Work task 1 =>
In the essay about Henrietta Lacks, repeat the passage from "During this time, it" up to and including "Zika, and mumps.".
Work task 2 =>
In the essay about Henrietta Lacks, what are HeLa cells known as?
Work task 3 =>
Resume the essay about Henrietta Lacks, starting after its final sentence.

In my junior year of high school, I was enrolled in a women’s studies class with quite possibly the most influential teacher I had in high school. This teacher taught me how to find my voice in writing, develop a new sense of empowerment, and even helped me to discover my own identity in ways I had never explored.
In this women’s studies class, we discussed everything from gender-based crimes and women in sports to reproductive health care. This class was a full year long and in the winter part of the course, we were looking for new ways to engage with women’s history, and the teacher presented us with the story of Henrietta Lacks.
We viewed her story through the incredible film “The Immortal Life of Henrietta Lacks”, starring Oprah Winfrey and Renée Elise Goldsberry (I was shocked to see Angelica Schuyler, as well). I later found the book by the same name and gained a deeper understanding of Henrietta Lacks’ life.
Henrietta Lacks was an African American woman whose cancer cells were used without her knowledge for huge discoveries in medicine. During her treatment of cervical cancer, she had a cancerous cervical tumor removed, unbeknownst to her or her family. These cells are now known as HeLa cells, known as the first immortal human cell line.
During this time, it was not uncommon for tissue samples to be removed from cancer patients for research without their informed consent, so Henrietta’s story is not unique. However, her cells (HeLa cells) were particularly unique because they have continued to grow indefinitely and are still used in medical research to this day, despite Lacks passing away in 1951.
HeLa cells have been used extensively in biomedical research and have played a vital role in developing vaccines like polio and COVID-19, as well as helping to study how viruses interact with cells, as studied with HIV, HPV, Zika, and mumps.

Data for review =>
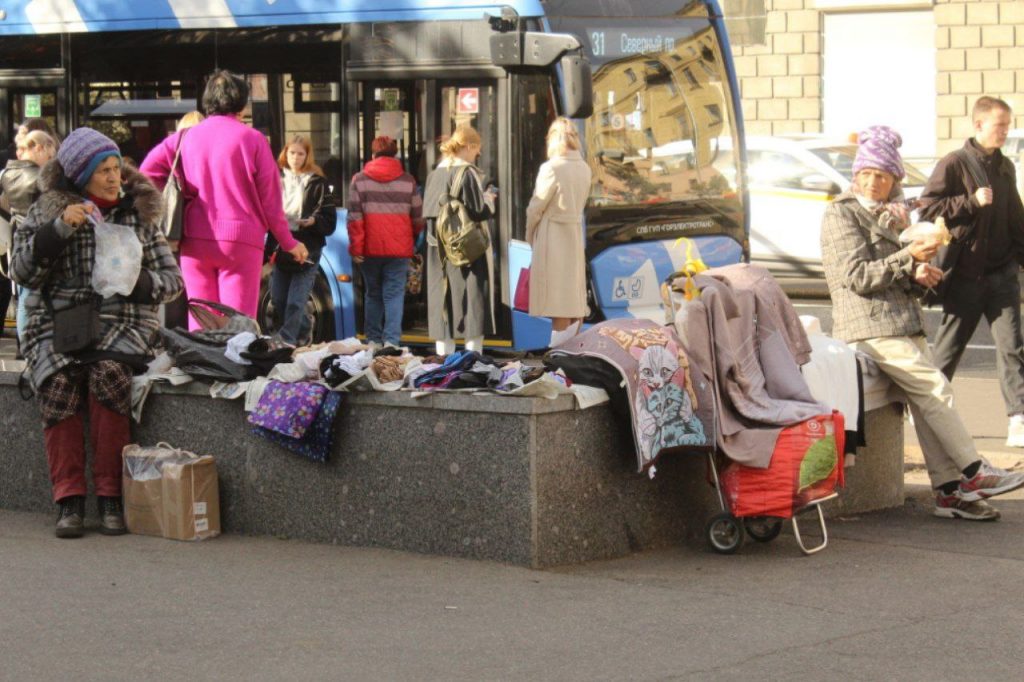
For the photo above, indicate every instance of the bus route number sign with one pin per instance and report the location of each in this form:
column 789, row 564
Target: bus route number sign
column 33, row 107
column 468, row 100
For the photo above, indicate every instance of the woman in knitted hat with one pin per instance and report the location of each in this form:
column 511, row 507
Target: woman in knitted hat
column 875, row 282
column 69, row 368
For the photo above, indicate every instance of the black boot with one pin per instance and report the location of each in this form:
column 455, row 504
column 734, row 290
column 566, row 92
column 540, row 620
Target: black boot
column 71, row 515
column 112, row 516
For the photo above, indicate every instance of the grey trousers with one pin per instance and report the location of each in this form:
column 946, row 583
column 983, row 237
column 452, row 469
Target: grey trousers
column 997, row 297
column 945, row 442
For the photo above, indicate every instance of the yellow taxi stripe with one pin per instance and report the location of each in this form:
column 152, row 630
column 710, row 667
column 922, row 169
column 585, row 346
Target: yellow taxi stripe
column 783, row 194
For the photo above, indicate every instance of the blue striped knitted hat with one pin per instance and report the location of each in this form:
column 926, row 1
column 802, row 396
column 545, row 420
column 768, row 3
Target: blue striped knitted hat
column 82, row 152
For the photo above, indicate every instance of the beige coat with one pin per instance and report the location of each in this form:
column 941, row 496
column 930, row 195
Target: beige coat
column 554, row 228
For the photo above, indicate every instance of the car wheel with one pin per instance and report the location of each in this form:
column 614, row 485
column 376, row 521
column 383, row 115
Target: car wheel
column 320, row 306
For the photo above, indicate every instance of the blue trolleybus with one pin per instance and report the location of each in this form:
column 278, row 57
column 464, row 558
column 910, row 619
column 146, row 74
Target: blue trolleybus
column 650, row 82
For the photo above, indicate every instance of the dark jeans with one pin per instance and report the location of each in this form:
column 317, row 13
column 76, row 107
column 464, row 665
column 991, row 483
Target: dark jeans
column 997, row 297
column 5, row 295
column 384, row 298
column 290, row 291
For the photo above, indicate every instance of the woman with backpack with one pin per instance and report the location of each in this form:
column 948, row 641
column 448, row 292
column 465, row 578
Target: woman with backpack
column 310, row 214
column 554, row 229
column 458, row 295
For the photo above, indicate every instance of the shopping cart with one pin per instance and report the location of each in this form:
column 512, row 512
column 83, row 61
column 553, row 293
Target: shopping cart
column 806, row 469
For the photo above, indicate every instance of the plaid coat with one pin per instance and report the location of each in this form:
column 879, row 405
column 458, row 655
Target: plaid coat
column 869, row 273
column 56, row 263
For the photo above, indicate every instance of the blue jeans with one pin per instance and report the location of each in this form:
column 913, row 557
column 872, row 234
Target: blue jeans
column 290, row 291
column 384, row 281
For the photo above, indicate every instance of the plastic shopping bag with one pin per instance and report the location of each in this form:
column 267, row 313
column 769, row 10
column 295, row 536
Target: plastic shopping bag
column 119, row 259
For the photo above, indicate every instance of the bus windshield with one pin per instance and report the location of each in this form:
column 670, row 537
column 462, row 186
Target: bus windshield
column 663, row 127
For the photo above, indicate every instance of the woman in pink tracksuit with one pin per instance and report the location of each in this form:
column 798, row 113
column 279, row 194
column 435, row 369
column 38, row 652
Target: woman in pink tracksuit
column 232, row 187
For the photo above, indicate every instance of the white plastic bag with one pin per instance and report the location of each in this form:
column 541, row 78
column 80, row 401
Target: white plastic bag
column 927, row 232
column 119, row 259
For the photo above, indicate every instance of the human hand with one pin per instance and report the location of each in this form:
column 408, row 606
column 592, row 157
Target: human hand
column 927, row 274
column 924, row 251
column 299, row 253
column 76, row 214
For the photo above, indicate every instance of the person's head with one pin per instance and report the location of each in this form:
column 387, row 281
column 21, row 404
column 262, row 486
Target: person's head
column 188, row 120
column 878, row 166
column 384, row 146
column 225, row 93
column 991, row 118
column 464, row 143
column 38, row 147
column 562, row 137
column 298, row 156
column 91, row 162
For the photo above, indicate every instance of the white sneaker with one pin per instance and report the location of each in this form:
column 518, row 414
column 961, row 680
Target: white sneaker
column 1015, row 432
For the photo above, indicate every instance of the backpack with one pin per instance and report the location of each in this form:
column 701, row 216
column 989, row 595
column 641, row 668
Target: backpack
column 462, row 240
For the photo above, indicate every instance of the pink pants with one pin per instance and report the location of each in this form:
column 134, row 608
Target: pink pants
column 225, row 272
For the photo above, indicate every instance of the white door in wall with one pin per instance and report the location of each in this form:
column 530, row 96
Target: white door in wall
column 880, row 70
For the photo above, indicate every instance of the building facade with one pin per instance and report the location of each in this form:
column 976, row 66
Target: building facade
column 835, row 67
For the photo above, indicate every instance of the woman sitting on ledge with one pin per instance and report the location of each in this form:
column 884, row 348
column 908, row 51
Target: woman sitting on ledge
column 54, row 254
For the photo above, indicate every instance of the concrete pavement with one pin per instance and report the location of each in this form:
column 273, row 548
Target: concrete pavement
column 897, row 595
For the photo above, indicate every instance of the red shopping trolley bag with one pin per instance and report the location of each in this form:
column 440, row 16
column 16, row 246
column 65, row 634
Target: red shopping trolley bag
column 806, row 466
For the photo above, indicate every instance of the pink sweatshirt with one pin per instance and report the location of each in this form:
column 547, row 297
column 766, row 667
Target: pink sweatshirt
column 232, row 181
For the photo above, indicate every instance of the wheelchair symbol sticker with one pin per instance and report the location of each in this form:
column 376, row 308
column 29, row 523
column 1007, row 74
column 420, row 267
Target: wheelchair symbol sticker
column 627, row 289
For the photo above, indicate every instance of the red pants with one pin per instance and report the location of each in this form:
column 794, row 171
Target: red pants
column 109, row 433
column 105, row 386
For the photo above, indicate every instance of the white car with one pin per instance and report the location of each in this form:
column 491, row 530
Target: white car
column 791, row 181
column 1014, row 150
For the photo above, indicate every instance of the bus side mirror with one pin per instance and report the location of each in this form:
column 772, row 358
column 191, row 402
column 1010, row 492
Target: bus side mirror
column 532, row 50
column 578, row 86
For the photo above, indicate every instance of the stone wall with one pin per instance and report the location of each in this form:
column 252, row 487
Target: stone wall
column 979, row 50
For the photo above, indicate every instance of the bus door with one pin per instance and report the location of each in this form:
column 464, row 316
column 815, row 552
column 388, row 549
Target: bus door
column 420, row 115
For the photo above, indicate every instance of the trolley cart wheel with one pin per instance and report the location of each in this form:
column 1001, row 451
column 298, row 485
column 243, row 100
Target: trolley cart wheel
column 763, row 528
column 725, row 534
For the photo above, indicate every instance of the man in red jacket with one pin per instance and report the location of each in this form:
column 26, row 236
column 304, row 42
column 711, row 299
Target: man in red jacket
column 385, row 215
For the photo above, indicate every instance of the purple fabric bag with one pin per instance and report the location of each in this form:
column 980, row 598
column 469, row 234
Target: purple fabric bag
column 289, row 409
column 315, row 444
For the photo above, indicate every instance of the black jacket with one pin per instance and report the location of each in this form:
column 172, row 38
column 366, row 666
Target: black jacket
column 317, row 204
column 993, row 235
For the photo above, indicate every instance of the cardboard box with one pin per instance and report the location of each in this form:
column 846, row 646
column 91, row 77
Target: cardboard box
column 170, row 493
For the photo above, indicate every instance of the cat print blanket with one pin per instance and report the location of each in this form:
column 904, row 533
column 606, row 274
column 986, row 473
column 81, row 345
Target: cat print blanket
column 671, row 412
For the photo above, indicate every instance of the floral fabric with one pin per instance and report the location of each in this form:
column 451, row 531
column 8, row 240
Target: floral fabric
column 289, row 409
column 315, row 444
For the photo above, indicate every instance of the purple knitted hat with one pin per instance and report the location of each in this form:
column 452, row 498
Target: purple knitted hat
column 878, row 147
column 82, row 152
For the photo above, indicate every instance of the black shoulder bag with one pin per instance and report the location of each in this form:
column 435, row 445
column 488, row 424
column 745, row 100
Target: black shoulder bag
column 947, row 255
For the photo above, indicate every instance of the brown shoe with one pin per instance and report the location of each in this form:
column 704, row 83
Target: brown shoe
column 71, row 517
column 112, row 516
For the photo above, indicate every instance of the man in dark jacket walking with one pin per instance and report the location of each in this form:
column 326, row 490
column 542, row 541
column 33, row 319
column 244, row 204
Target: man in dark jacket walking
column 975, row 189
column 385, row 214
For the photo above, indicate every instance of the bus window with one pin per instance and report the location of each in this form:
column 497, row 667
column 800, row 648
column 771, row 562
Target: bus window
column 302, row 113
column 391, row 109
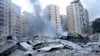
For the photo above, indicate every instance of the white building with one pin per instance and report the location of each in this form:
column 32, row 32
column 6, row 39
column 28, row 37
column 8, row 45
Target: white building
column 86, row 21
column 75, row 17
column 28, row 23
column 51, row 13
column 63, row 22
column 15, row 20
column 9, row 18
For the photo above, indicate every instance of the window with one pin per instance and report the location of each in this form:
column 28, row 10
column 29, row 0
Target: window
column 1, row 19
column 1, row 11
column 1, row 7
column 2, row 0
column 1, row 15
column 1, row 4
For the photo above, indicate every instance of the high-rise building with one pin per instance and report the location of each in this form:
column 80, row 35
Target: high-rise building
column 75, row 17
column 63, row 22
column 86, row 21
column 51, row 13
column 28, row 23
column 15, row 20
column 9, row 18
column 4, row 17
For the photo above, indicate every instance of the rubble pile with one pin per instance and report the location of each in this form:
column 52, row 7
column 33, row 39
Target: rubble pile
column 45, row 46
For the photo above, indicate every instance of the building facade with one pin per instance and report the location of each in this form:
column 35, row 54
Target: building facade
column 27, row 22
column 4, row 17
column 51, row 13
column 15, row 20
column 75, row 17
column 63, row 22
column 86, row 21
column 9, row 18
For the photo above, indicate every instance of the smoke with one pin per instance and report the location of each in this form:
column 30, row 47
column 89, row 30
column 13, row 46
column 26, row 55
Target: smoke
column 41, row 26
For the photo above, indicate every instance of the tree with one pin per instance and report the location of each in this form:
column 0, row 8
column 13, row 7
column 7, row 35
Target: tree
column 96, row 25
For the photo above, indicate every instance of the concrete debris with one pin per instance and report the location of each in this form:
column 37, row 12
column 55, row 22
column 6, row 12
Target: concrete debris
column 45, row 46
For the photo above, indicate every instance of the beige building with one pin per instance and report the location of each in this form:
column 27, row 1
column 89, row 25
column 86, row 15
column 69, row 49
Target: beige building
column 75, row 17
column 86, row 21
column 4, row 17
column 9, row 13
column 51, row 13
column 63, row 22
column 15, row 20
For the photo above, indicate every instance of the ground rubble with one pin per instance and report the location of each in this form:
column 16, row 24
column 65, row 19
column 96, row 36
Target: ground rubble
column 44, row 46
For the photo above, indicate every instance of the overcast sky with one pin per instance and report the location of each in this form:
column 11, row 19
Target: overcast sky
column 93, row 6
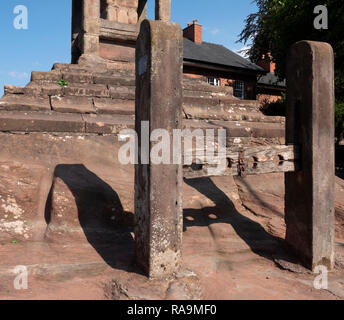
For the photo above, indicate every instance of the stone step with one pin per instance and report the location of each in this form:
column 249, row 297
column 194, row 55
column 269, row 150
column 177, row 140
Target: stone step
column 121, row 100
column 191, row 87
column 21, row 102
column 114, row 106
column 14, row 121
column 72, row 104
column 226, row 102
column 220, row 112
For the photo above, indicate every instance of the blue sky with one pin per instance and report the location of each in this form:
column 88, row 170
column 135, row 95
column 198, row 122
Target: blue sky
column 47, row 39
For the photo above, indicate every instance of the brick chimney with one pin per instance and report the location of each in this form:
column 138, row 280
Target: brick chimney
column 193, row 32
column 266, row 63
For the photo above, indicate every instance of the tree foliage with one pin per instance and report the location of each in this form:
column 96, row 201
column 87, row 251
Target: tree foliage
column 280, row 23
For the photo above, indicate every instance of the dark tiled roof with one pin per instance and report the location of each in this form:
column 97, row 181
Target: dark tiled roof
column 216, row 54
column 272, row 80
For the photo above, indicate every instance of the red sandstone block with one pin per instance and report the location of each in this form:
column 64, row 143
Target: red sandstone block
column 115, row 106
column 122, row 92
column 9, row 89
column 114, row 80
column 24, row 103
column 52, row 76
column 77, row 77
column 87, row 90
column 72, row 104
column 41, row 122
column 107, row 124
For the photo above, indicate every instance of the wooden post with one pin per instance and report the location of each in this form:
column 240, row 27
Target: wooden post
column 158, row 195
column 309, row 200
column 90, row 41
column 142, row 10
column 163, row 10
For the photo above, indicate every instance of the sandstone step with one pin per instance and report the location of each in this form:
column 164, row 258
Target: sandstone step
column 226, row 102
column 213, row 111
column 16, row 121
column 24, row 103
column 87, row 90
column 240, row 129
column 72, row 104
column 114, row 106
column 201, row 86
column 126, row 93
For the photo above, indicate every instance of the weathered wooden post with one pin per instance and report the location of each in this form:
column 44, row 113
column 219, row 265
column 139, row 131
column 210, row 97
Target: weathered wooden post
column 158, row 197
column 309, row 199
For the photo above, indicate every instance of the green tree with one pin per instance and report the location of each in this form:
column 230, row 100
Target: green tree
column 280, row 23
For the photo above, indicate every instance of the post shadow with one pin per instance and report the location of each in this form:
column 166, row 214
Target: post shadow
column 97, row 204
column 255, row 236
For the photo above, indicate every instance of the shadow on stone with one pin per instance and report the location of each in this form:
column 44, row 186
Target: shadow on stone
column 254, row 235
column 80, row 205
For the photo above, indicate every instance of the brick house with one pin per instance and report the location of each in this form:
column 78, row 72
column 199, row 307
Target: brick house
column 218, row 65
column 269, row 87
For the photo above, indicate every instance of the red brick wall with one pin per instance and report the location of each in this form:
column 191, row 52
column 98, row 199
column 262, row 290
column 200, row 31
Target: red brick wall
column 193, row 32
column 226, row 79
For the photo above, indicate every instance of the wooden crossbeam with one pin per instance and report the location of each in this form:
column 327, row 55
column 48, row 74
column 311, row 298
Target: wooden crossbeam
column 247, row 161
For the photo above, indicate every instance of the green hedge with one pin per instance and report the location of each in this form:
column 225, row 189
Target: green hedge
column 339, row 124
column 279, row 109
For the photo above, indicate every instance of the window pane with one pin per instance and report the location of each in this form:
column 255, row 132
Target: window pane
column 239, row 89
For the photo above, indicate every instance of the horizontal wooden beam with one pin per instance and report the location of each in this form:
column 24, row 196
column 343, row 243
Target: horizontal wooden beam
column 247, row 161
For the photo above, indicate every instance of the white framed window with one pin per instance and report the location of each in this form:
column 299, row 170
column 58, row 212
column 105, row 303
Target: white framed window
column 214, row 81
column 239, row 89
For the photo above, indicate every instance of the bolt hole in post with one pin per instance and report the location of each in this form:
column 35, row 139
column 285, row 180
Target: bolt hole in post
column 278, row 160
column 253, row 163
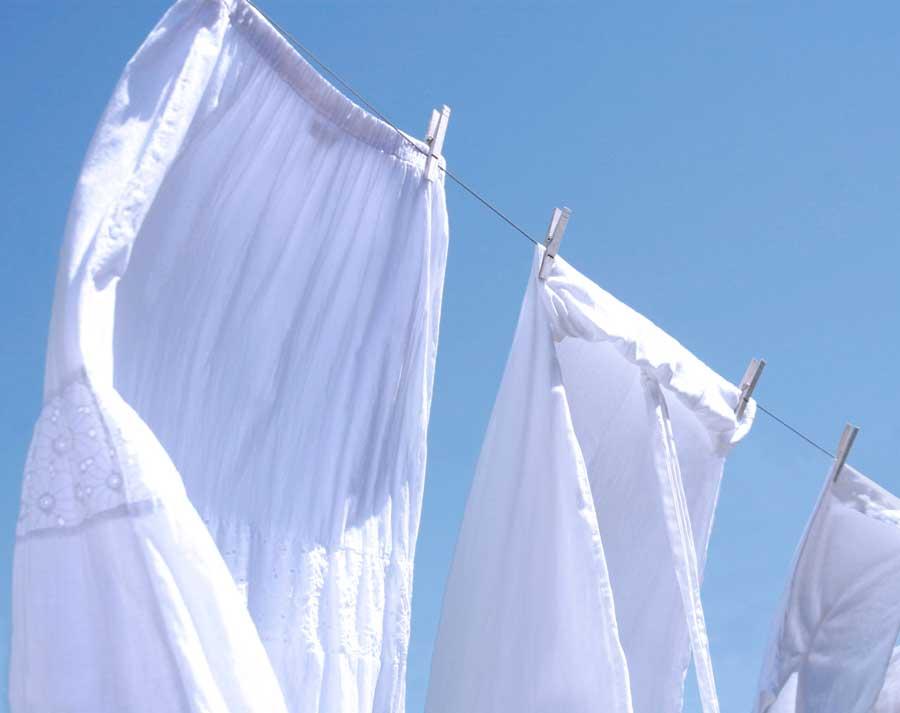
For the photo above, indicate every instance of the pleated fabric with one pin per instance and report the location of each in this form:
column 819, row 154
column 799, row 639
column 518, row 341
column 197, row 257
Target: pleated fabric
column 833, row 650
column 222, row 495
column 575, row 582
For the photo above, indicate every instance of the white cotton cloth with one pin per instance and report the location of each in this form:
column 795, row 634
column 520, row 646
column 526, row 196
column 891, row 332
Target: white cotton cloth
column 575, row 583
column 840, row 616
column 244, row 332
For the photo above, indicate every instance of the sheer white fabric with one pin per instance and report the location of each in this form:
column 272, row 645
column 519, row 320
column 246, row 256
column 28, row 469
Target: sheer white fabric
column 575, row 583
column 840, row 616
column 244, row 326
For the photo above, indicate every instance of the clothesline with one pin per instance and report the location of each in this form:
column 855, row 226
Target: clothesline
column 471, row 191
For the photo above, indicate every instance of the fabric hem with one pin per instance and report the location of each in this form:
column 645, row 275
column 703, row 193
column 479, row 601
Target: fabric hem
column 309, row 84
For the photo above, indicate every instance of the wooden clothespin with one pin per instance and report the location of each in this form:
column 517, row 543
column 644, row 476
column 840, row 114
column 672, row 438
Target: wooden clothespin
column 437, row 130
column 846, row 443
column 748, row 384
column 554, row 237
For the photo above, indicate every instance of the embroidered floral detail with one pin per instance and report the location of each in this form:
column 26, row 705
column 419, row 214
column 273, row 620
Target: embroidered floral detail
column 75, row 464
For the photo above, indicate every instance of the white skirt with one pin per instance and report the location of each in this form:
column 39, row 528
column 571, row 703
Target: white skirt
column 575, row 582
column 244, row 331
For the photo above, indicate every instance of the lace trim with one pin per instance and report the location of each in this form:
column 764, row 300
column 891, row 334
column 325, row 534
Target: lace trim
column 78, row 465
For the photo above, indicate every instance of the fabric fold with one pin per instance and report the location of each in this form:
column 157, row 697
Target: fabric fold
column 222, row 495
column 833, row 650
column 547, row 606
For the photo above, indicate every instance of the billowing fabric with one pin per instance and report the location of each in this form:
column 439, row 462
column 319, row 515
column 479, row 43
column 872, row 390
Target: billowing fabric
column 575, row 583
column 244, row 332
column 840, row 616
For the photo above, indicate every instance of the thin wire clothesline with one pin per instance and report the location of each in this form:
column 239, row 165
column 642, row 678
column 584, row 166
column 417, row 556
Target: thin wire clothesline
column 462, row 184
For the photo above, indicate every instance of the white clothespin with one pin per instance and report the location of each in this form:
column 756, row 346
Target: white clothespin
column 554, row 238
column 748, row 384
column 840, row 458
column 437, row 130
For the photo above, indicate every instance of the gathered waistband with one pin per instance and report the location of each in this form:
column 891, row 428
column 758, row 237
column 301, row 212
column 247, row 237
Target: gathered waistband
column 317, row 90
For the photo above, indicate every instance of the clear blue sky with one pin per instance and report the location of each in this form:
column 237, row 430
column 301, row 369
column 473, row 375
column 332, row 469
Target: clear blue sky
column 734, row 171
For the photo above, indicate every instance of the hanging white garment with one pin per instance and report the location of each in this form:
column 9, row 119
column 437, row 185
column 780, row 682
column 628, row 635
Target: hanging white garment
column 247, row 305
column 575, row 583
column 840, row 616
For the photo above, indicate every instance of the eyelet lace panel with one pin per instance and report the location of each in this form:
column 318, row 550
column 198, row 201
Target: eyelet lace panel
column 78, row 464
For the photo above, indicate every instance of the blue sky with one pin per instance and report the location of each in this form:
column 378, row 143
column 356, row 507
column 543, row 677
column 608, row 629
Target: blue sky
column 734, row 172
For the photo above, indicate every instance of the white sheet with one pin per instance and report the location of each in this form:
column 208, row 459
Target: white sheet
column 576, row 573
column 247, row 305
column 840, row 616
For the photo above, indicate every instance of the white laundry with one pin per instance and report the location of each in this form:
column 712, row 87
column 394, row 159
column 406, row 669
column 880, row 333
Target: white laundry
column 840, row 615
column 575, row 583
column 244, row 331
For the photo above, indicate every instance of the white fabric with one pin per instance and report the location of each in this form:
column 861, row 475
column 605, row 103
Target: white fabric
column 245, row 325
column 577, row 570
column 840, row 615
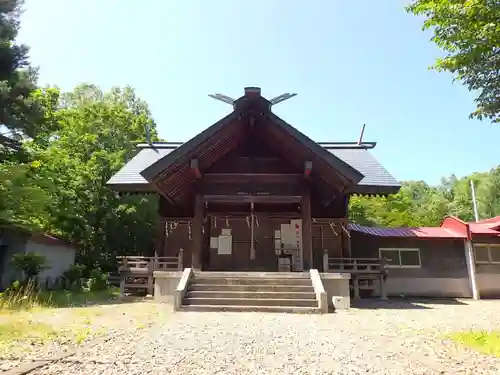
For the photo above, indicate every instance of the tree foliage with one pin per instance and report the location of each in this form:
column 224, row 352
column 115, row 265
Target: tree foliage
column 418, row 204
column 469, row 32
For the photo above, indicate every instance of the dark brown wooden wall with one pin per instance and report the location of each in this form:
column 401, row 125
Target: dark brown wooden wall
column 439, row 257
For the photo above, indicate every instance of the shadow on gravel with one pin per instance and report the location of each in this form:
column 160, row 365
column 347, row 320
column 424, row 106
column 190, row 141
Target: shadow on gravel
column 404, row 303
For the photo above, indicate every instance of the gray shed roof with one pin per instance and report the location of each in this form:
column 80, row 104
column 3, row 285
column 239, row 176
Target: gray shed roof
column 375, row 175
column 376, row 180
column 130, row 175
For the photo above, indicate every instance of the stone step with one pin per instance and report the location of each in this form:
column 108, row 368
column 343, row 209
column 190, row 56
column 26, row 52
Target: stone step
column 252, row 275
column 250, row 281
column 236, row 308
column 251, row 302
column 251, row 288
column 251, row 294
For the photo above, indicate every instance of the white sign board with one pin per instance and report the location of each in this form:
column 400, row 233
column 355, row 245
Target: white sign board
column 214, row 242
column 225, row 245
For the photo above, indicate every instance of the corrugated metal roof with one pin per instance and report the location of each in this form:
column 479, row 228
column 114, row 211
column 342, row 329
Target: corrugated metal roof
column 374, row 173
column 130, row 174
column 484, row 228
column 419, row 232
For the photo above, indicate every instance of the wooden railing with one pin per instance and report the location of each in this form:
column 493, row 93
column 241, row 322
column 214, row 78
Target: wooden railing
column 353, row 265
column 140, row 264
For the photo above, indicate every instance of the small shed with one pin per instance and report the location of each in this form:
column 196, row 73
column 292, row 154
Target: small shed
column 59, row 254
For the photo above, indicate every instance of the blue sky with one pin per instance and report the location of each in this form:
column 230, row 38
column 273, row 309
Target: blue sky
column 350, row 63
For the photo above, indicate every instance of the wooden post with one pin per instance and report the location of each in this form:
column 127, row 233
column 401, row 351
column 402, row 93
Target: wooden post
column 180, row 260
column 307, row 230
column 383, row 292
column 471, row 269
column 122, row 285
column 383, row 278
column 355, row 284
column 325, row 260
column 159, row 238
column 197, row 241
column 151, row 267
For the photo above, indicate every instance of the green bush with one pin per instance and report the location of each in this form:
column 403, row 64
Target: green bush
column 73, row 275
column 24, row 296
column 30, row 264
column 98, row 280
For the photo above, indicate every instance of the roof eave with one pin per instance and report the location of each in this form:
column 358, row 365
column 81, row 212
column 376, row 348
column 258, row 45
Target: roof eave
column 374, row 189
column 351, row 174
column 131, row 188
column 151, row 172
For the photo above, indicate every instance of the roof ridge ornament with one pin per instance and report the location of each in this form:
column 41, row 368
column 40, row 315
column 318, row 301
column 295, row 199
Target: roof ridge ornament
column 281, row 98
column 252, row 92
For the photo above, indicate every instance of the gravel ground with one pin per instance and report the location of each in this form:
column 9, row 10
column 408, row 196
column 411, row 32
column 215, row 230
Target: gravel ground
column 396, row 337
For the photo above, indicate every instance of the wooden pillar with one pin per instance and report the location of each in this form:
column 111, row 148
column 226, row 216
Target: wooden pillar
column 383, row 291
column 307, row 230
column 160, row 239
column 197, row 234
column 355, row 284
column 471, row 269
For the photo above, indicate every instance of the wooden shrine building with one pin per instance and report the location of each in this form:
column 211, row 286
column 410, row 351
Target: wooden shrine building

Task result 1 =>
During this time, it was not uncommon for tissue samples to be removed from cancer patients for research without their informed consent, so Henrietta’s story is not unique. However, her cells (HeLa cells) were particularly unique because they have continued to grow indefinitely and are still used in medical research to this day, despite Lacks passing away in 1951.
HeLa cells have been used extensively in biomedical research and have played a vital role in developing vaccines like polio and COVID-19, as well as helping to study how viruses interact with cells, as studied with HIV, HPV, Zika, and mumps.

Task result 2 =>
They are known as the first immortal human cell line.

Task result 3 =>
Without Henrietta Lacks, much research would have been impossible to complete or even identify the needs for. Unfortunately, there is a serious ethical issue with the case of Henrietta Lacks, and this case cannot be regarded as the highly impactful case it was.
Neither Henrietta, nor her family, were properly informed about their findings of her cells and the ways they were exploited from the time they were extracted. Her family remained unaware of their existence and the usage of HeLa cells until the mid-1970s. That is truly inexcusable.
The Lacks family was not well-off financially and struggled with access to proper medical care, while the labs were at work using HeLa cells to make discoveries and creating profits.
This brings up a true question of the ethics of informed consent. There were no legal requirements at the time of her extraction, but that doesn’t mean she and her family didn’t deserve information at the very least about the discoveries. It is a true case of the intersections in medicine between racial, gender, and ethical disparities in medical research. It is not just about one case; it’s about the system of inequality that has existed and continues to exist.